Actividades >>
**1.** Responda las siguientes preguntas sobre el relato del sueño con Cortázar:
(a) ¿En qué año se comenzó a escribir el diario?
(b) ¿Cuántas páginas contiene el documento?
(c) ¿Dónde ocurría la clase literaria sobre Julio Cortázar?
**2.** Prosiga la redacción del relato del sueño con Cortázar a partir de su última oración.

Texto de lectura >>
En mi computadora llevo, con cierto rigor, una suerte de diario que comencé a escribir en 2016. En él escribo todo lo que considero interesante: frases ingeniosas que se me ocurren, sonetos inconclusos, fragmentos de libros o canciones, breves ficciones e incluso teorías sobre el origen del universo. Nació como una tentativa de aferrar las ideas y salvarlas del torbellino del tiempo y su perdición. El documento contiene más de 120 páginas, y de vez en cuando me sumerjo en ellas como un nadador de largo aliento. Es como escarbar en antiguas versiones de mí mismo. La última vez que lo hice, encontré un sueño que tuve el día 29 de abril del 2016. Fue un sueño rarísimo sobre Julio Cortázar, un escritor al que admiro mucho. Por fortuna logré registrar cada detalle. Ese sueño voy a contar a continuación.

En alguna ciudad que no sabría precisar pero que se parecía mucho a Buenos Aires, yo asistía a una clase literaria sobre Julio Cortázar. La clase ocurría en un aula universitaria, llena de alumnos, y yo estaba en el centro de la sala, sentado frente a un escritorio. Los alumnos presentes me hacían preguntas y me trataban como si yo fuera el doble de Cortázar. Esa situación me hizo sentir incómodo. Con algo de modestia, respondí solo a un par de preguntas y me fui, excusándome, diciendo que tenía algo importante que hacer. Cuando abandoné el lugar, mientras caminaba junto a una mujer desconocida, comenzó a circular el rumor de que el verdadero Julio Cortázar se encontraba postrado en un hospital, a punto de morir.

Entradas proporcionadas >>

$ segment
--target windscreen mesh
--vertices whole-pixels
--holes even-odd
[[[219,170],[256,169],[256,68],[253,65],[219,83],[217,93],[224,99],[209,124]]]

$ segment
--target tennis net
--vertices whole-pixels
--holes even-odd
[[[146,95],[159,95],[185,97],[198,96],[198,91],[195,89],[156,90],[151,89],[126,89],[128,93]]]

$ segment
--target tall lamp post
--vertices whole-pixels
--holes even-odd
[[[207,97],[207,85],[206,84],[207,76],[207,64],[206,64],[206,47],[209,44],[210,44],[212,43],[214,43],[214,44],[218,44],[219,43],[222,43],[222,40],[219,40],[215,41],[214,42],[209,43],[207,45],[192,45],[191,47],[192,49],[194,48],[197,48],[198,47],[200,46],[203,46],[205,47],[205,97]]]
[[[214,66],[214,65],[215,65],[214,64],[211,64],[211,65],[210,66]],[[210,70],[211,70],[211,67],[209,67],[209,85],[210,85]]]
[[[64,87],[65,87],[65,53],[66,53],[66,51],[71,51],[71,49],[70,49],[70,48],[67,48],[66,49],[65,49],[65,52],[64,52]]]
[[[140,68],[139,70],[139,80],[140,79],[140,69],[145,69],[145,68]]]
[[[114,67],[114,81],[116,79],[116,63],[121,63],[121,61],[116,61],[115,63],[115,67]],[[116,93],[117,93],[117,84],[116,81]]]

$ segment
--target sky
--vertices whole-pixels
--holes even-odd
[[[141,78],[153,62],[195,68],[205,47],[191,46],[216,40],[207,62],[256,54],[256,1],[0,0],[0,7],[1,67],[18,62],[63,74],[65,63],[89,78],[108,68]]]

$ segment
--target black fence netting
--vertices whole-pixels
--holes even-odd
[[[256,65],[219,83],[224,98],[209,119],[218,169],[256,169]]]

...

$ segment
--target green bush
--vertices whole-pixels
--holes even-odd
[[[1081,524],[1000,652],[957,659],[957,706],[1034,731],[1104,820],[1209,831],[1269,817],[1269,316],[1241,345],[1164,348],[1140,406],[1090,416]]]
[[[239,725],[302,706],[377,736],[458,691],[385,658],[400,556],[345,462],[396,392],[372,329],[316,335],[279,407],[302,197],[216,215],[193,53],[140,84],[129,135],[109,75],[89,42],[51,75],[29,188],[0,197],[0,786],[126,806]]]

Respuestas en orden >>
**1.**
(a) En 2016.
(b) Más de 120 páginas.
(c) En un aula universitaria, llena de alumnos.

**2.**
Decidí ir a ese hospital. Cuando llegué (la ciudad de abría ante mí como un abanico), en la entrada principal me encontré con una inmensa cola que provenía del interior. Aparentemente, el desolador estado de salud del escritor era provechoso para cientos de lectores y fanáticos que hacían fila para tener una foto o firma de Cortázar. Había personas con libros esperando obtener una dedicatoria especial. Había otros que simplemente querían escuchar su voz. Yo llegué al hospital junto a esta mujer, que no conocía, y nos pusimos al final de la cola. Era un día soleado. En una escena que ahora calificaría de irreverente, comencé a besarme con esta mujer. No sé por qué; los sueños tienen estos chicles mentales. De pronto la cola empezó a agilizar y avanzamos. Una vez dentro del hospital, una señora sentada en una mesa escribía números en trocitos de papel azul y los entregaba a los visitantes. Yo recibí el número 17.000. Los números servían para establecer un orden entre los visitantes. La cola zigzagueaba entre anchos pasillos y se perdía en lo alto de una escalera. Mientras avanzaba, advertí que yo iba vestido con un guardapolvo blanco, como un científico o como un alumno de primaria. A medida que me acercaba a la habitación de Cortázar, reflexioné sobre lo inconveniente de la situación. Me resultaba atroz que un montón de personas se estuvieran aprovechando del lamentable estado de salud del escritor. El pobre Cortázar estaría ahí adentro, recostado sobre una cama, al borde de la muerte, rodeado de seres queridos, mientras cientos de fanáticos esperan verlo por última vez, con sus libros y sus estúpidas ilusiones.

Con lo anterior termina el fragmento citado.